* BEGIN *

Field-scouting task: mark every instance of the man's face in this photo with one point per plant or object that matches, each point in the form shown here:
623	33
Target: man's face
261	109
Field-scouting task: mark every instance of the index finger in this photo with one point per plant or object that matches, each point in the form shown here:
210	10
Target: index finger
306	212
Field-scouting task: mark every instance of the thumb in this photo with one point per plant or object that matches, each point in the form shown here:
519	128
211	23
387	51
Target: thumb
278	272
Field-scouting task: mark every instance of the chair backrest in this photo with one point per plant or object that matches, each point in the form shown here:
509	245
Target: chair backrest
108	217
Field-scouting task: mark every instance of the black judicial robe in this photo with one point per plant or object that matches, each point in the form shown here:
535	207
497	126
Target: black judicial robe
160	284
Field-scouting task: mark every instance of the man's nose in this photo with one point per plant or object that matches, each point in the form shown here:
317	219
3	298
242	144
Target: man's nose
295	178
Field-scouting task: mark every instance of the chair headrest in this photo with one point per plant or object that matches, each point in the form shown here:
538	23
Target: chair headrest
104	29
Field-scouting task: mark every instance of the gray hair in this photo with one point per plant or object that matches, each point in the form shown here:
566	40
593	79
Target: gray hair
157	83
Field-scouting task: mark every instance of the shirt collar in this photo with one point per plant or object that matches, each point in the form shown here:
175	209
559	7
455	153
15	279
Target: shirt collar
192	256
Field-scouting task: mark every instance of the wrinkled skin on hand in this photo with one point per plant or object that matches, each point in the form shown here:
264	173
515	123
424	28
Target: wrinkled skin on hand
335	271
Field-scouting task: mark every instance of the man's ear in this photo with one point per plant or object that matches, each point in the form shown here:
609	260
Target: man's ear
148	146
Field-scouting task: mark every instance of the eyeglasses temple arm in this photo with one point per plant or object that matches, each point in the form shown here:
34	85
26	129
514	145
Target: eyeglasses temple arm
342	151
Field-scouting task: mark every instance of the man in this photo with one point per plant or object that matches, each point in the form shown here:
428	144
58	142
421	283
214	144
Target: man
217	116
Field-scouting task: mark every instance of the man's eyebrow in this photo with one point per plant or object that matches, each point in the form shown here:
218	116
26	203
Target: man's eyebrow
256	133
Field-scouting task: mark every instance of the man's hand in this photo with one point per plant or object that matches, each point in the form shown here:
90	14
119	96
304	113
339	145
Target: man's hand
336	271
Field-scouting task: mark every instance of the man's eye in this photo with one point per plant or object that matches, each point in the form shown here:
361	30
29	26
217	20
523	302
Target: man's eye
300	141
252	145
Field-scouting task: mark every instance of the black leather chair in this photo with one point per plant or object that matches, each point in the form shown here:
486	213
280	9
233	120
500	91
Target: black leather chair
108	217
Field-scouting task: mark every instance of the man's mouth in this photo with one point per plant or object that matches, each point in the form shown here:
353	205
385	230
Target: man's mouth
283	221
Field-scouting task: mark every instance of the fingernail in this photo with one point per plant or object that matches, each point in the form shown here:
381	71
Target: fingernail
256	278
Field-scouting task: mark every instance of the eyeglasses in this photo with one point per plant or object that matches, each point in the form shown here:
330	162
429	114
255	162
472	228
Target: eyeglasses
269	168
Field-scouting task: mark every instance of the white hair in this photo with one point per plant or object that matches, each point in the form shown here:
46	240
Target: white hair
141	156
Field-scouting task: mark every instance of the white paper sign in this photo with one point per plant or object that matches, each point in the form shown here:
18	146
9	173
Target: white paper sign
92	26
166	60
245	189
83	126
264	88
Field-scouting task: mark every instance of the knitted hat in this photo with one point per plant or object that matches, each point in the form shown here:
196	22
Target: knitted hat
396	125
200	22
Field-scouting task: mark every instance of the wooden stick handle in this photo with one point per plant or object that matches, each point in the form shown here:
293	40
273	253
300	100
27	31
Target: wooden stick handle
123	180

* END *

◆ Exercise aim:
Please reproduce the listing above, swapping "Field-scouting task" for "Labeling task" everywhere it occurs and leaving everything else unchanged.

◆ Worked answer:
Labeling task: mark every instance of the man's face in this photo with one point per plant or object that matches, each point in the form shown here:
623	33
Target: man's face
261	109
Labeling task: mark every instance of the index finger in this photo with one point per plant or object that matches, each point in the form shown here:
210	10
Target: index finger
306	212
Labeling task: mark every instance of the thumb in this photo with one point per plant or object that matches, each point in the form shown here:
519	128
211	23
387	51
Target: thumb
278	272
Labeling task: mark every instance of the chair backrest in this photo with one point per plant or object that matches, each point in the form shown here:
509	245
Target: chair backrest
108	217
Labeling task: mark every instance of the black judicial robe in this photo with one point per plant or object that matches, each point in the form shown here:
535	207
497	126
Target: black judicial robe
160	284
Labeling task: mark every instance of the man's nose in this photo with one point per plant or object that matches, each point in the form shown here:
317	219
3	298
242	144
Target: man's nose
295	178
Labeling task: mark every instance of the chair headrest in this photo with one point per plant or object that matches, each point in the form shown here:
538	23
Target: chair headrest
104	29
Labeling task: mark every instance of the gray hair in this photo with one point per plant or object that matches, each point in the form shown here:
566	40
593	79
Target: gray hair
157	83
Labeling task: mark every instance of the shirt collar in this photo with one point per plant or object that matches, each point in the form shown here:
175	209
559	7
455	153
15	279
Target: shirt collar
192	256
Labeling task: mark every instance of the wrinkled skin on hand in this photo with one point per plant or object that matches, each point in the form shown here:
264	173
515	123
424	28
Target: wrinkled skin on hand
335	271
Labeling task: mark every instance of the man's ear in this photo with one point per plant or object that matches, each point in the form shown here:
609	260
Target: man's ear
148	146
Labeling task: mark every instance of the eyeglasses temple arm in this photo with one point per plant or object that matches, each point in the form shown here:
34	85
26	129
514	145
Target: eyeglasses temple arm
342	151
Labeling task: mark every instance of the man in this photo with one point per plant or object that matches, each point in the form shown here:
428	144
58	142
421	283
214	144
Target: man
217	116
Labeling task: mark every instance of the man's eyebrow in this photo with one point per plant or object that matches, each point in the form shown here:
218	116
26	203
Target: man's eyebrow
256	133
Labeling task: mark every instance of the man's hand in this photo with one point per plant or object that matches, each point in the form shown here:
90	14
119	96
304	113
339	145
Target: man's hand
336	271
Labeling task: mark every instance of the man's eye in this photo with one point per plant or object that matches, each point in the form shown here:
361	30
29	26
217	20
523	302
Target: man's eye
300	141
252	145
Labeling task: mark every instance of the black leather chair in this photo with one point per plant or object that matches, each point in the form shown here:
486	213
280	9
233	120
500	91
Target: black leather chair
108	217
Labeling task: mark every instance of the man's mouth in this photo with one point per plant or object that matches, each point in the form shown here:
353	205
385	230
Target: man's mouth
283	221
Labeling task: mark every instance of the fingernail in this photo with one point per plant or object that matches, each point in the form shown here:
381	71
Target: fingernail
256	278
Labeling task: mark every instance of the eyeglasses in this photo with one point per plant or object that matches, each point in the form shown here:
330	162
429	114
255	162
472	228
Target: eyeglasses
269	168
Labeling task: mark every instance of the white hair in this photo with one point per plant or object that matches, each point in the form shown here:
46	240
Target: white hair
141	156
Labeling task: mark every instance of the white paper sign in this photo with one point per plant or object that matches, each point in the form shown here:
18	146
9	173
Target: white paper sign
92	26
166	60
245	189
83	126
264	88
Labeling task: mark every instance of the knitted hat in this photo with one point per plant or object that matches, each point in the form shown here:
196	22
Target: knitted hat
396	125
200	22
Labeling task: mark every instance of the wooden stick handle in this photo with one point per plant or object that matches, each point in the form shown here:
293	40
273	253
300	100
27	31
Target: wooden stick handle
123	180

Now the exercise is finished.